• Set task: Return the lines from the line with "Provide an outline for every instance of the sponsor" to the line with "Now the sponsor", both included, repeating them character for character and nothing else.

• Data provided:

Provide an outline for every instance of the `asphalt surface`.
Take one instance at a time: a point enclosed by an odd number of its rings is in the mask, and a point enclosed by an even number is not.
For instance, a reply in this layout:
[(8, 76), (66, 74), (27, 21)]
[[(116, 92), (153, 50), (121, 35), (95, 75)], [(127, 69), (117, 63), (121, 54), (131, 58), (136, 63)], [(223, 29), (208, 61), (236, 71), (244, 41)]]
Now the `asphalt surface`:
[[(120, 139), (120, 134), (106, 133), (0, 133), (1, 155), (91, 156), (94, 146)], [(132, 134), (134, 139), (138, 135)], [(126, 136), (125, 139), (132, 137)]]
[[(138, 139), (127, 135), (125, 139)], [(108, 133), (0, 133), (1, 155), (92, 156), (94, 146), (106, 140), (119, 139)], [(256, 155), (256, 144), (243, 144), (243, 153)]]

--

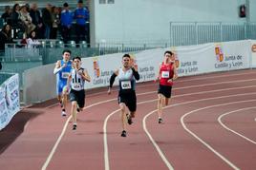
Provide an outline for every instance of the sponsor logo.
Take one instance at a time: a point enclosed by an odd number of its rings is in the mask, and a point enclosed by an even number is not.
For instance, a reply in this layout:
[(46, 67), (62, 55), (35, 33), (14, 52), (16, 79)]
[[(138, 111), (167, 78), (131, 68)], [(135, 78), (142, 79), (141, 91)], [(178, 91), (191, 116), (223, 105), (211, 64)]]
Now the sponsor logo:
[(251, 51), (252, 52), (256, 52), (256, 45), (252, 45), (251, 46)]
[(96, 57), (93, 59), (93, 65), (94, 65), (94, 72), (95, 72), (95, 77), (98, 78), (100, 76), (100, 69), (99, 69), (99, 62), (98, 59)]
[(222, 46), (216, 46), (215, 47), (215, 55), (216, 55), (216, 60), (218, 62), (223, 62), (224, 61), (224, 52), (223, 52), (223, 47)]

* * *

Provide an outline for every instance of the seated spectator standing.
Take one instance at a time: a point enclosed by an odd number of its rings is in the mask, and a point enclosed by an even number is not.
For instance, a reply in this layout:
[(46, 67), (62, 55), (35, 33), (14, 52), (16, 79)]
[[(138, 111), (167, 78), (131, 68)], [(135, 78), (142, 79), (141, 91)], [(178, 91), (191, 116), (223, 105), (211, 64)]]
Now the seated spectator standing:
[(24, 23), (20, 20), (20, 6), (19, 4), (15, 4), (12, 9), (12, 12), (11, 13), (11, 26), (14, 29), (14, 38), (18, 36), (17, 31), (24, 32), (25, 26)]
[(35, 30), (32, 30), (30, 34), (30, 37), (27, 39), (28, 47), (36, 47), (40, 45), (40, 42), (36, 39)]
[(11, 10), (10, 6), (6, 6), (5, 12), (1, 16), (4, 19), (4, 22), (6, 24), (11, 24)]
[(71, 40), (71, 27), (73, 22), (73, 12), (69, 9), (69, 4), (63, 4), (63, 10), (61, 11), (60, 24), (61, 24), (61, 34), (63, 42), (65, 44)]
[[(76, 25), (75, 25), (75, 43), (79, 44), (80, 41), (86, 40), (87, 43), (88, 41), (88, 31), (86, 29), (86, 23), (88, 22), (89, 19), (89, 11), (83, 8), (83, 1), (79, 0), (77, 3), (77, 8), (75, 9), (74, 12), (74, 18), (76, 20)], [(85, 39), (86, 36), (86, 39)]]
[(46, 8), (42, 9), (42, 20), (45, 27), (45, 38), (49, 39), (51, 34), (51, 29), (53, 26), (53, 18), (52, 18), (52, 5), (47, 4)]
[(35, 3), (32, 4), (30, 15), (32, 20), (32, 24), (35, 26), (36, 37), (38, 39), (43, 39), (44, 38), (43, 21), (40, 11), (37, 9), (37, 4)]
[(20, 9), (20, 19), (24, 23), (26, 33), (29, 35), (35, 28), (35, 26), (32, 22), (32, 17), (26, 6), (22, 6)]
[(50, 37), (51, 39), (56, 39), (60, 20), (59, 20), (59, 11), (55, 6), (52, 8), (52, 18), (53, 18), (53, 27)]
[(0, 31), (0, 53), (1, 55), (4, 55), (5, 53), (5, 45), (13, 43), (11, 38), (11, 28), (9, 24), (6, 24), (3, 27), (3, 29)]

• Correct result:
Provide an outline for every instance of the sponsor logo.
Take one instance at a time: a point enclosed by an odd number of its rings is in the mask, and a point enclosed by an even number is not.
For instance, a reply in this layout:
[(46, 67), (62, 55), (35, 33), (14, 52), (16, 79)]
[[(138, 111), (167, 78), (131, 68)], [(135, 78), (142, 79), (141, 91)], [(178, 91), (191, 116), (223, 105), (211, 64)]]
Now the sponsor logo:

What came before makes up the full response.